WORK TO DO
Reproduce the data exactly and drop any pictures it holds.

--------

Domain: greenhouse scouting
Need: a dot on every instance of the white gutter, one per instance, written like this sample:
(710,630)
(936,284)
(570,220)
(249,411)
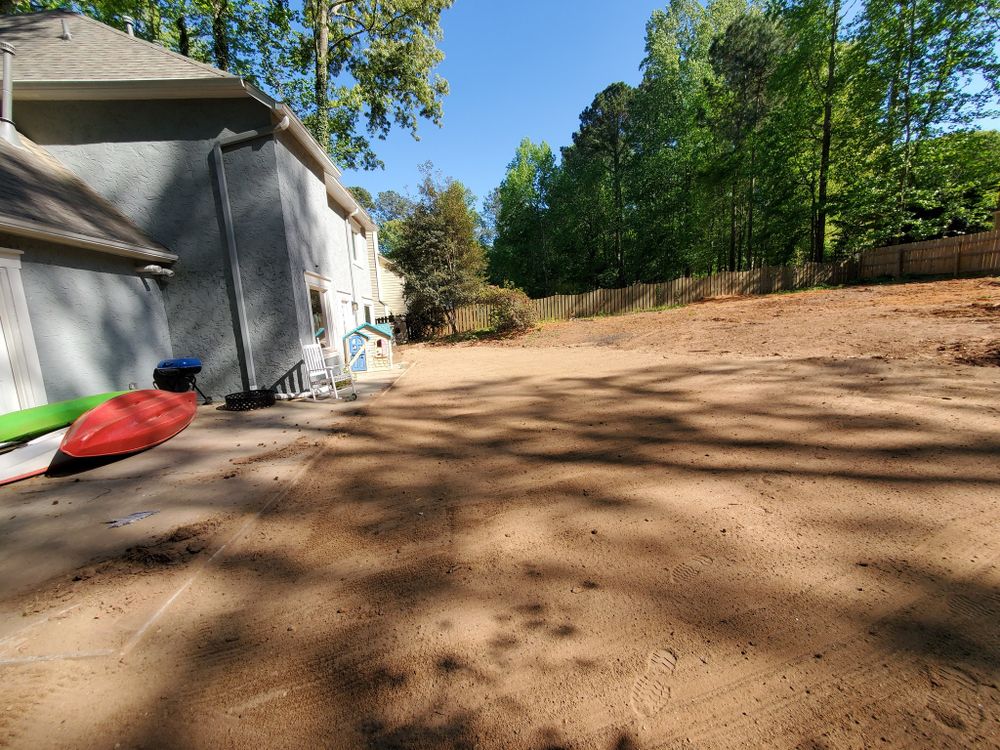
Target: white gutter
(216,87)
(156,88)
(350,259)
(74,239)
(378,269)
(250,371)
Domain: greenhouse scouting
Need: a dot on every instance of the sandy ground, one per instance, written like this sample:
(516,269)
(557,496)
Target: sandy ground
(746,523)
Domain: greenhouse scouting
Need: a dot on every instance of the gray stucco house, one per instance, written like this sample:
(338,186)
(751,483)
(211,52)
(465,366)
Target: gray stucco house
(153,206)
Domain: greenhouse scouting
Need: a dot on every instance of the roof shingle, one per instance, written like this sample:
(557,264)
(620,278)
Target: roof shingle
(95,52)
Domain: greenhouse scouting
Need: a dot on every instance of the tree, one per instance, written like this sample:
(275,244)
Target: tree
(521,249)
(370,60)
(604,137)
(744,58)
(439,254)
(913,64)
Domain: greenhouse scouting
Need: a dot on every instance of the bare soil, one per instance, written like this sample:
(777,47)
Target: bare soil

--------

RESULT OF THE EXERCISE
Domain: greenhouse scouting
Need: a dot on every instance of the white gutter, one per instance, written like this sample:
(710,630)
(936,284)
(570,220)
(249,411)
Target: white gutter
(216,87)
(156,88)
(350,259)
(74,239)
(378,269)
(250,371)
Domain: greenhouse scouting
Need: a dot on every instance of the sandy ground, one per instance, written like this sample:
(516,269)
(557,496)
Target: sandy ground
(746,523)
Domain: greenhouse scouting
Need: a dot on every instance of the gray stucco house, one per instance, written like this sample:
(338,186)
(751,483)
(211,52)
(465,366)
Target: gray stucco house
(153,206)
Domain: greenhouse scouting
Need: a dot on every instance of the roof shingle, one per instance, written like this sample:
(557,264)
(620,278)
Target: roof shingle
(95,52)
Domain: greenhouse scouting
Need: a dot on every instance of the tree, one per instance, written like this sample:
(275,244)
Target: tree
(521,249)
(370,60)
(604,137)
(744,58)
(439,254)
(913,64)
Domain: greenhouse scouting
Need: a dot on every instance of the bare soil, one per instance, written like this sample:
(777,47)
Target: bare soil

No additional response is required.